■ MATERIAL FOR THIS TASK ■
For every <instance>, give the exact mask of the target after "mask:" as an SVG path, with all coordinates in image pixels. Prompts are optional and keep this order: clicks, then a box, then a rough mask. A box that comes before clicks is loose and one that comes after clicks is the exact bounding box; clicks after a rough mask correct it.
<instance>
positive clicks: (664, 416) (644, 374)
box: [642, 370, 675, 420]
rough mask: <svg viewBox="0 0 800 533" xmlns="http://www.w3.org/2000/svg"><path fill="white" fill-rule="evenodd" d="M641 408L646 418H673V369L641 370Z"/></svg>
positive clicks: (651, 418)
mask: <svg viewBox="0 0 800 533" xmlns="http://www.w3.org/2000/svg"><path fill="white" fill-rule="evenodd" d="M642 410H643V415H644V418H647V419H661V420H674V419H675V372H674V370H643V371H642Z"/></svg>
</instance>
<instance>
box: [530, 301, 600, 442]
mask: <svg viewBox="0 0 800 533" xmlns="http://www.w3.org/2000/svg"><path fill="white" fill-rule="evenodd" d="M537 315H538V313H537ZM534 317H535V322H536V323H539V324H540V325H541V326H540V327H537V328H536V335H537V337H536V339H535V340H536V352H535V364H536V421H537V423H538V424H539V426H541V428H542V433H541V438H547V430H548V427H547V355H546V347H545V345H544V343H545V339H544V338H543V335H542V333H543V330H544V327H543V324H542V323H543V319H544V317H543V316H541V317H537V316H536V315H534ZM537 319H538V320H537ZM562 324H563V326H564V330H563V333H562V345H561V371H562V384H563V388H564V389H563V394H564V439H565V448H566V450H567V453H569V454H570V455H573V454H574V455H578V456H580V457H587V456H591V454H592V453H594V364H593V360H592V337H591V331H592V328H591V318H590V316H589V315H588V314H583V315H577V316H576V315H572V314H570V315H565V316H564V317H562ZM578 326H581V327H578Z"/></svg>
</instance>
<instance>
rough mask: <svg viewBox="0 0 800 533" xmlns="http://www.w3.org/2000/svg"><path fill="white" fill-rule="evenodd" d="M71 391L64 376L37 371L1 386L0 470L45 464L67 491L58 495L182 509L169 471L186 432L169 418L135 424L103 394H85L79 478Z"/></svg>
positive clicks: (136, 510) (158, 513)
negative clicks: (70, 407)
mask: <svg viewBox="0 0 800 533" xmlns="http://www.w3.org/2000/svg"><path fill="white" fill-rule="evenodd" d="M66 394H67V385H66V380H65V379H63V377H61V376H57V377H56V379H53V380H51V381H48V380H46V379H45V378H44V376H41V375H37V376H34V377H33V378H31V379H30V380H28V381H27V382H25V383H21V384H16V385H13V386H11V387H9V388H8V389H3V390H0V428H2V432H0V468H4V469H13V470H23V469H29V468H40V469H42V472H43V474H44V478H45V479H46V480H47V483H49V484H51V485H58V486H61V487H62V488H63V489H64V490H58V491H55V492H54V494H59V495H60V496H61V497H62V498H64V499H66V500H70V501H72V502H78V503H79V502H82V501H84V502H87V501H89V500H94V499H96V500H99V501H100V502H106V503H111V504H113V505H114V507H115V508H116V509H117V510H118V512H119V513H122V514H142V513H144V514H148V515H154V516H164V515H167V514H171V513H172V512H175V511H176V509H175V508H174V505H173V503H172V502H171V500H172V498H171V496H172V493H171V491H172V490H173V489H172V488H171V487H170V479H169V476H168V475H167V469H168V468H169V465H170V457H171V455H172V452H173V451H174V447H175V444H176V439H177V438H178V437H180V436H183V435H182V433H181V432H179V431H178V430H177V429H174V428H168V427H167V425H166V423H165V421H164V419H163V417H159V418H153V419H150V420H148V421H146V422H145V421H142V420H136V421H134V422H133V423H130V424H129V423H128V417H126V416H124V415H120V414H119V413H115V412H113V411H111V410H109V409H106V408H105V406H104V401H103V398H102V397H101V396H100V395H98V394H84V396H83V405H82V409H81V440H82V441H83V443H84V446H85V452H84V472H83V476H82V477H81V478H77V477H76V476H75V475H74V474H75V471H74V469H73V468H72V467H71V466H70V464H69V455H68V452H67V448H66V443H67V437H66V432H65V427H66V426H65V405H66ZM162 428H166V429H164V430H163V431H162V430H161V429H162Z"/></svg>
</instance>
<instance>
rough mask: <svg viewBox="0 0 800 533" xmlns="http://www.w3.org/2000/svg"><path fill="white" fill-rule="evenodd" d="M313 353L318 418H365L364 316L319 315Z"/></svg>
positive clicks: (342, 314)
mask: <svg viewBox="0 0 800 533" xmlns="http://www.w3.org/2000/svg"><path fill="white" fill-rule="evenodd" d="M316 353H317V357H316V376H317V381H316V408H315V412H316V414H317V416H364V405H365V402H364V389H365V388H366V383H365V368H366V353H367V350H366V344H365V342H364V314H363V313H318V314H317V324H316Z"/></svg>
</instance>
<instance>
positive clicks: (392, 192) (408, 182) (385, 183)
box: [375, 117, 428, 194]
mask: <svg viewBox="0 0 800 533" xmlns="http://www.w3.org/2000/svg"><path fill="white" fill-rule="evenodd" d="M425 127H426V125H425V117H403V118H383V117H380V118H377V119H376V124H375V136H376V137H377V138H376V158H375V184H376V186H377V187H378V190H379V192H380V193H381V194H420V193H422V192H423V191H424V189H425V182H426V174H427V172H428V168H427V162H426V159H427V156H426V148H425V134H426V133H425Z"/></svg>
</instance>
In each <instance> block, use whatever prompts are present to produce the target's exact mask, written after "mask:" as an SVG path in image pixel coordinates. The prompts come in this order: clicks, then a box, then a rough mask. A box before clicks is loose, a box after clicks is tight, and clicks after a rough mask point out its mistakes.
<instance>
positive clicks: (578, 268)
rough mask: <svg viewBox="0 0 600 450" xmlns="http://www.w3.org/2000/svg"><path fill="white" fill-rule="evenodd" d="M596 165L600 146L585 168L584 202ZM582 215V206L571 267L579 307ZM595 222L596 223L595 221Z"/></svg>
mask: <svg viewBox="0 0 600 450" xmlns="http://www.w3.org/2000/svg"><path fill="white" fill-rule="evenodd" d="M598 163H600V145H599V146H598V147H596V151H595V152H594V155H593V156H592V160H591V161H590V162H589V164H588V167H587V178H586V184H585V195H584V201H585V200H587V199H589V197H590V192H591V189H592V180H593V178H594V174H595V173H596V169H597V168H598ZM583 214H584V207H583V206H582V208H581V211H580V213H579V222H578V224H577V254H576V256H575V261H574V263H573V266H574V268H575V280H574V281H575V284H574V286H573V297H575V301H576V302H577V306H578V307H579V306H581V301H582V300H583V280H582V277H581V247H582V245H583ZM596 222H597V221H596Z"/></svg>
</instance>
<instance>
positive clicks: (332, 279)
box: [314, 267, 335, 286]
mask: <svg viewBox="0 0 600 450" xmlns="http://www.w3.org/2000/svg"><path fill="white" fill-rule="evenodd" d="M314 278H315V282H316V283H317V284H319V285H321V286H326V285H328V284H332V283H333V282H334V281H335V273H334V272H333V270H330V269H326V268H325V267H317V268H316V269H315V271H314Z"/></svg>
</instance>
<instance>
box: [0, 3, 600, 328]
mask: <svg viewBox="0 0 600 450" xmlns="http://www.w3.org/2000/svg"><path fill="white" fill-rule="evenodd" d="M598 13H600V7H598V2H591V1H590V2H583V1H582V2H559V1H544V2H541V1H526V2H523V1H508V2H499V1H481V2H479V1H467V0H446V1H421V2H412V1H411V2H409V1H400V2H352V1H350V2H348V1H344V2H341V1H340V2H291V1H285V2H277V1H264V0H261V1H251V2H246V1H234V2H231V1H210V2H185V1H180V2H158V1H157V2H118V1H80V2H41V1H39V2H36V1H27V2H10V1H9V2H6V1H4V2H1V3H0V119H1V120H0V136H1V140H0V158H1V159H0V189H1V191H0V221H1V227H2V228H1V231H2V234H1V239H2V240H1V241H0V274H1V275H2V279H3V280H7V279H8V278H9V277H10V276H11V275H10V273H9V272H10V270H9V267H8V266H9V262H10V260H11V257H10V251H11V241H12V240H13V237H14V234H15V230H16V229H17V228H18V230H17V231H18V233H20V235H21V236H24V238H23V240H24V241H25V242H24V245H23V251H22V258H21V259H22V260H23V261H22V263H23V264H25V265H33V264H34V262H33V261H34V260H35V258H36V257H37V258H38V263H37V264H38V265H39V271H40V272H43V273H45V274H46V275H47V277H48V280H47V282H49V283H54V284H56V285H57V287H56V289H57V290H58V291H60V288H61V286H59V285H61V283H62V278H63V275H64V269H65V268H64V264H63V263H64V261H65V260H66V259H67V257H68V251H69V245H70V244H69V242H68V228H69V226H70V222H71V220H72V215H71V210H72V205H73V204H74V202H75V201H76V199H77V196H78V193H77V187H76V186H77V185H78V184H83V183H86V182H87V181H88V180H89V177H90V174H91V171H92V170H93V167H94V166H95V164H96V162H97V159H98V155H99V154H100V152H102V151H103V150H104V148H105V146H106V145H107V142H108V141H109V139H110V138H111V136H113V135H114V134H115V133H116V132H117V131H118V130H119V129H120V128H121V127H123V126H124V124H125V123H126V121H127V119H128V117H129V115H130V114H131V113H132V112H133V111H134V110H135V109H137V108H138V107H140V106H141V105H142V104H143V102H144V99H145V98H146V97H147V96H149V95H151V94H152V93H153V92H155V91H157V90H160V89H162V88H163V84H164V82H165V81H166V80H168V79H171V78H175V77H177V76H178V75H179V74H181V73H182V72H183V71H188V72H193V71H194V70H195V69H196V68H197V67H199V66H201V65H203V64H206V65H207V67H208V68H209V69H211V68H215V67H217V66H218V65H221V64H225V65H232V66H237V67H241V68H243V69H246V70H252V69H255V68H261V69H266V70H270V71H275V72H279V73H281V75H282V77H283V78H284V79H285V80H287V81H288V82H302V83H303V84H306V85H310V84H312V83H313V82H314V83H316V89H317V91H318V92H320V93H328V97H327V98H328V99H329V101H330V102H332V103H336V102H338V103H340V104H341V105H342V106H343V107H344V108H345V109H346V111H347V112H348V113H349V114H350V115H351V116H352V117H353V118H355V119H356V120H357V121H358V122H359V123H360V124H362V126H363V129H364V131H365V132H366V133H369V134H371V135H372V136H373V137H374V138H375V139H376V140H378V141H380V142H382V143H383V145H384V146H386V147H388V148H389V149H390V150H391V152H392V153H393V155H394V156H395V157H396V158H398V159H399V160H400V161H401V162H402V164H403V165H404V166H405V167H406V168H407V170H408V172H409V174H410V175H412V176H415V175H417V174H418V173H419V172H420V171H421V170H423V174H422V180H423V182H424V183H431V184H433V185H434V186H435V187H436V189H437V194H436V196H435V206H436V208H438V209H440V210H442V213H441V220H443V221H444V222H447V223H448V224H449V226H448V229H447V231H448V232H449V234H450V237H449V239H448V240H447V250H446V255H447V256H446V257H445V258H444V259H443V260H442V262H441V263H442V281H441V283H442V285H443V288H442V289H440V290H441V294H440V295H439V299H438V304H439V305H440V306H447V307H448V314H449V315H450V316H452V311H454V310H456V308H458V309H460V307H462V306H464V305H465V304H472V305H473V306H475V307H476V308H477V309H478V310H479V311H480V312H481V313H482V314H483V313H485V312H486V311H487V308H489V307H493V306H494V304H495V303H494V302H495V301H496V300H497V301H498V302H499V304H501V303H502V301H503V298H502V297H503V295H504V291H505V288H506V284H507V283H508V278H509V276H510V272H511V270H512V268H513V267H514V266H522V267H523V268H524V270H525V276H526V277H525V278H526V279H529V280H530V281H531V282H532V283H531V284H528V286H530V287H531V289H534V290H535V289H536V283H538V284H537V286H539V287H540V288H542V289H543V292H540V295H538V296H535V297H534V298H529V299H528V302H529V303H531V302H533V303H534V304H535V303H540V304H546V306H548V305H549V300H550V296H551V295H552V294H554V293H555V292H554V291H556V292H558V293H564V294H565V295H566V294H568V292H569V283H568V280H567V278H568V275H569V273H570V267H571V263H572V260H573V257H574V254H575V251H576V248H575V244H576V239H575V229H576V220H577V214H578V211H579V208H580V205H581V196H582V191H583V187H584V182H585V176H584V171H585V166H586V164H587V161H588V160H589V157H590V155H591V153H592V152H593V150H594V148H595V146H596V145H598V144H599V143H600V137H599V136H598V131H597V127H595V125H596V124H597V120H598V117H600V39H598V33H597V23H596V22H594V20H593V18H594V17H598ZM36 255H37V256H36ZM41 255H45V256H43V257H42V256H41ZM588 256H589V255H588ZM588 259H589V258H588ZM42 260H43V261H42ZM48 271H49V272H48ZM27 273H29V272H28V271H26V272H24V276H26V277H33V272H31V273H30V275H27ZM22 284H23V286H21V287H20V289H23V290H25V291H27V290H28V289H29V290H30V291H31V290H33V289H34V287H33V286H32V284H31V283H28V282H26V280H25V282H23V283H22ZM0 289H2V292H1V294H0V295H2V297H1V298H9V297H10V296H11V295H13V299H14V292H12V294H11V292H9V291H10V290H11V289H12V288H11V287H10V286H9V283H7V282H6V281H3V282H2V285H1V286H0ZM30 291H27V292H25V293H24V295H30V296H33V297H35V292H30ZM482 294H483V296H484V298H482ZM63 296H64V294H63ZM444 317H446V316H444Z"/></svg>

■ YOUR GOAL ■
Go through the listing above and copy each line where the string "image" appears.

■ RESPONSE BOX ■
For every <instance>, give the exact mask of the target after "mask:" as an SVG path, with all coordinates in image pixels. Prompts are optional and keep this order: clicks, then a box, then a rough mask. A box that comes before clicks is loose and one that comes after clicks is the exact bounding box; clicks after a rough mask correct it.
In each <instance> block, use whatever prompts are present to produce the target's exact mask, written after "mask:" as an SVG path in image pixel coordinates. The prompts come in this order: clicks, then a box, then a rough mask. A box before clicks is loose, a box after clicks is tight, and clicks after a rough mask point out its mistakes.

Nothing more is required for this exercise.